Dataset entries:
= = =

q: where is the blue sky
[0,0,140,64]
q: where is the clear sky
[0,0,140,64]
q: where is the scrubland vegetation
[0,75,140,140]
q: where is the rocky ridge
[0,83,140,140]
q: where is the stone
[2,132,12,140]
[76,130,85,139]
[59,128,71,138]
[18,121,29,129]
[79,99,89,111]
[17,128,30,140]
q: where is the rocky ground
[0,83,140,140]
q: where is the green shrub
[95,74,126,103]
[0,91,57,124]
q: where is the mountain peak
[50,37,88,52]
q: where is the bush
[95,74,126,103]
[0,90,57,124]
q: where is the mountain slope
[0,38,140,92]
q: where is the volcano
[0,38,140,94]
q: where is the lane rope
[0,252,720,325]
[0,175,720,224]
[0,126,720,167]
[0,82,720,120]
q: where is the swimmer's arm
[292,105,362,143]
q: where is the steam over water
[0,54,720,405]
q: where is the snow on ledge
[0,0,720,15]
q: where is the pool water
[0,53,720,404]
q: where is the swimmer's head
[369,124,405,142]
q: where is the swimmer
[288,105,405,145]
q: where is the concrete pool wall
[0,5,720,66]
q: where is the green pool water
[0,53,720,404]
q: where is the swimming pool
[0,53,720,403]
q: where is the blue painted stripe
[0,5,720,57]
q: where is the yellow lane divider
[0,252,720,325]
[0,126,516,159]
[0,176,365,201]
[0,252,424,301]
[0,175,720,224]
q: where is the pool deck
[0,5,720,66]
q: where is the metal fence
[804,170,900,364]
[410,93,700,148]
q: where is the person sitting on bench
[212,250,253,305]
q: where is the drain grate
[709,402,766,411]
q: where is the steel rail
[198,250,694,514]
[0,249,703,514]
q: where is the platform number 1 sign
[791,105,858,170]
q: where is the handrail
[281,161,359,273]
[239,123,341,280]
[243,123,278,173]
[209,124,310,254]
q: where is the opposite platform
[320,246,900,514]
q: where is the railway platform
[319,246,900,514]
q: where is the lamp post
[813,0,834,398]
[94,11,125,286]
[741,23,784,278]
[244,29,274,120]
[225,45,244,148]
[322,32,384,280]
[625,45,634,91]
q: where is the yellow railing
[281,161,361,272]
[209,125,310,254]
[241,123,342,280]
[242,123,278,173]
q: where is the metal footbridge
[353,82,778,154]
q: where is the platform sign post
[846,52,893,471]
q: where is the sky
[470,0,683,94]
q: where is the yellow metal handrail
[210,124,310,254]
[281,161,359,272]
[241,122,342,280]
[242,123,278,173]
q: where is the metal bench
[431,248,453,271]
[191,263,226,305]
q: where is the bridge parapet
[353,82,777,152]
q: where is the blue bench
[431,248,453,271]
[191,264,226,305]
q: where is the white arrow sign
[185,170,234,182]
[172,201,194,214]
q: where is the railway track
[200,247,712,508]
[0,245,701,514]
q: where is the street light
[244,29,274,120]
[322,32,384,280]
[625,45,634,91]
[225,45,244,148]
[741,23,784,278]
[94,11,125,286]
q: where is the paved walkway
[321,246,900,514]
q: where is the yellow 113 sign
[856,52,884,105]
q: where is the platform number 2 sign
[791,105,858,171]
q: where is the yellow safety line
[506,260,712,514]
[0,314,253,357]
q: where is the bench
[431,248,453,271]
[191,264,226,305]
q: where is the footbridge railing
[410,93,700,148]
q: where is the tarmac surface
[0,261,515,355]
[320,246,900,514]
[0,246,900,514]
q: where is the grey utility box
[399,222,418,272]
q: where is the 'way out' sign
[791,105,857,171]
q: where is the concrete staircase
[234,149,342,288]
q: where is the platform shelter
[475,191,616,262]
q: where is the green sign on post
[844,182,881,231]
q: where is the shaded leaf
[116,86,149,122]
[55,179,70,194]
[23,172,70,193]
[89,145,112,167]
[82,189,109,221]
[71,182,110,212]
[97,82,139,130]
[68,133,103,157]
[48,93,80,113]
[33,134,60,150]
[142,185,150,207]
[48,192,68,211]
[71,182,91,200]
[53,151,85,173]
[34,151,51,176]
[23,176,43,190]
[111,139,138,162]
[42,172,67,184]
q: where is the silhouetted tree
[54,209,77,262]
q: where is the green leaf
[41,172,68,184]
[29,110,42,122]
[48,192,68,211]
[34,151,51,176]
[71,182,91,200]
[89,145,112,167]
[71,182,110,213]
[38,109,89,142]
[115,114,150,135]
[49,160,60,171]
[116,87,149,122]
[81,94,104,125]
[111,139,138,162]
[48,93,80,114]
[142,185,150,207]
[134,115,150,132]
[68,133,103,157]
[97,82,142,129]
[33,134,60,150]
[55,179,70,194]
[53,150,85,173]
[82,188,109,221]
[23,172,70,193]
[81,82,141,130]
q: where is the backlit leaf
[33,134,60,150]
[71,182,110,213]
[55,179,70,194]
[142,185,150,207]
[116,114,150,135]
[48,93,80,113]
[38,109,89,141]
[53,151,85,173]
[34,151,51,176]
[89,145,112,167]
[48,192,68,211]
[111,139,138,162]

= = =

Set exercise:
Rewrite the lines of the items above as a numbered list, leaving out any blank lines.

Exercise output:
1. q: where is the blue sky
2. [0,0,140,64]
3. q: where is the clear sky
4. [0,0,140,64]
5. q: where is the scrubland vegetation
6. [0,75,140,140]
7. q: where is the rocky ridge
8. [0,83,140,140]
9. q: where is the stone
10. [2,132,12,140]
11. [76,130,85,139]
12. [59,128,71,138]
13. [18,121,29,129]
14. [79,99,89,111]
15. [17,128,30,140]
16. q: where is the rocky ground
17. [0,83,140,140]
18. q: where is the green shrub
19. [95,74,126,103]
20. [0,91,57,124]
21. q: where is the mountain peak
22. [50,37,88,52]
23. q: where is the bush
24. [95,74,126,103]
25. [0,90,57,124]
26. q: where is the mountain slope
27. [0,38,140,92]
28. q: where is the volcano
29. [0,38,140,94]
30. q: where is the lane rope
31. [0,252,720,325]
32. [0,175,720,224]
33. [0,126,720,167]
34. [0,82,720,120]
35. q: where is the swimmer's arm
36. [292,105,362,143]
37. q: where is the steam over water
38. [0,54,720,405]
39. q: where is the snow on ledge
40. [0,0,720,15]
41. q: where is the pool water
42. [0,53,720,404]
43. q: where is the swimmer's head
44. [369,124,405,142]
45. q: where is the swimmer
46. [288,105,405,145]
47. q: where is the concrete pool wall
48. [0,5,720,66]
49. q: where is the green pool water
50. [0,53,720,404]
51. q: where is the swimming pool
52. [0,53,720,403]
53. q: where is the blue painted stripe
54. [0,5,720,57]
55. q: where is the yellow lane divider
56. [0,252,720,325]
57. [0,126,516,159]
58. [0,176,365,201]
59. [0,252,424,301]
60. [0,175,720,224]
61. q: where is the pool deck
62. [0,5,720,66]
63. q: where is the metal fence
64. [804,170,900,364]
65. [410,93,700,148]
66. q: where is the person sitting on bench
67. [212,250,253,305]
68. q: where is the drain grate
69. [709,402,766,411]
70. q: where is the steel rail
71. [198,250,694,514]
72. [0,249,703,514]
73. q: where is the platform number 1 sign
74. [791,105,858,170]
75. q: where is the handrail
76. [281,161,359,273]
77. [239,123,341,280]
78. [243,123,278,173]
79. [209,124,310,254]
80. q: where is the opposite platform
81. [320,246,900,514]
82. q: where is the railway platform
83. [319,246,900,514]
84. q: where is the lamp post
85. [813,0,834,398]
86. [94,11,125,286]
87. [741,23,784,278]
88. [244,29,274,120]
89. [225,45,244,148]
90. [322,32,384,280]
91. [625,45,634,91]
92. q: where is the yellow railing
93. [281,161,361,272]
94. [209,125,310,254]
95. [241,123,342,280]
96. [242,123,278,173]
97. q: where is the metal footbridge
98. [353,82,778,154]
99. q: where is the platform sign post
100. [846,52,893,471]
101. q: where is the sky
102. [470,0,683,94]
103. q: where is the yellow metal handrail
104. [210,124,310,254]
105. [281,161,359,272]
106. [241,122,342,280]
107. [242,123,278,173]
108. q: where is the metal bench
109. [431,248,453,271]
110. [191,263,226,305]
111. q: where is the bridge parapet
112. [353,82,777,152]
113. q: where is the blue bench
114. [431,248,453,271]
115. [191,264,226,305]
116. q: where is the white arrow sign
117. [185,170,234,182]
118. [172,201,194,214]
119. q: where is the railway track
120. [200,247,712,508]
121. [0,245,701,514]
122. q: where is the street light
123. [244,29,274,120]
124. [322,32,384,280]
125. [625,45,634,91]
126. [225,45,244,148]
127. [741,23,784,278]
128. [94,11,125,286]
129. q: where is the paved walkway
130. [321,246,900,514]
131. q: where is the yellow 113 sign
132. [856,52,884,105]
133. q: where is the platform number 2 sign
134. [791,105,858,171]
135. q: where is the yellow safety line
136. [506,260,712,514]
137. [0,314,253,357]
138. q: where is the bench
139. [431,248,453,271]
140. [191,264,226,305]
141. q: where is the footbridge railing
142. [410,93,700,148]
143. q: where is the tarmac surface
144. [0,261,515,355]
145. [320,246,900,514]
146. [0,246,900,514]
147. q: where is the grey utility box
148. [399,222,418,272]
149. q: where is the 'way out' sign
150. [791,105,857,171]
151. q: where is the concrete staircase
152. [234,149,342,288]
153. q: where is the platform shelter
154. [475,191,616,262]
155. q: where is the green sign on post
156. [844,182,881,231]
157. q: where is the shaded leaf
158. [116,86,149,122]
159. [55,179,70,194]
160. [23,172,70,193]
161. [89,145,112,167]
162. [82,189,109,221]
163. [71,182,110,212]
164. [97,82,139,130]
165. [68,133,103,157]
166. [48,93,80,113]
167. [33,134,60,150]
168. [142,185,150,207]
169. [48,192,68,211]
170. [71,182,91,200]
171. [53,151,85,173]
172. [34,151,51,176]
173. [23,176,43,190]
174. [111,139,138,162]
175. [42,172,67,184]
176. q: where is the silhouetted tree
177. [54,209,77,262]
178. q: where is the green leaf
179. [41,172,68,184]
180. [29,110,42,122]
181. [48,192,68,211]
182. [34,151,51,176]
183. [71,182,91,200]
184. [89,145,112,167]
185. [71,182,110,213]
186. [38,109,89,142]
187. [115,114,150,135]
188. [49,160,60,171]
189. [116,87,149,122]
190. [81,94,104,125]
191. [111,139,138,162]
192. [48,93,80,114]
193. [142,185,150,207]
194. [134,115,150,132]
195. [68,133,103,157]
196. [97,82,142,129]
197. [33,134,60,150]
198. [55,179,70,194]
199. [53,150,85,173]
200. [82,188,109,221]
201. [23,172,70,193]
202. [81,82,141,130]
203. q: where is the backlit leaf
204. [33,134,60,150]
205. [71,182,110,213]
206. [55,179,70,194]
207. [142,185,150,207]
208. [116,114,150,135]
209. [48,93,80,113]
210. [38,109,89,141]
211. [53,151,85,173]
212. [34,151,51,176]
213. [89,145,112,167]
214. [48,192,68,211]
215. [111,139,138,162]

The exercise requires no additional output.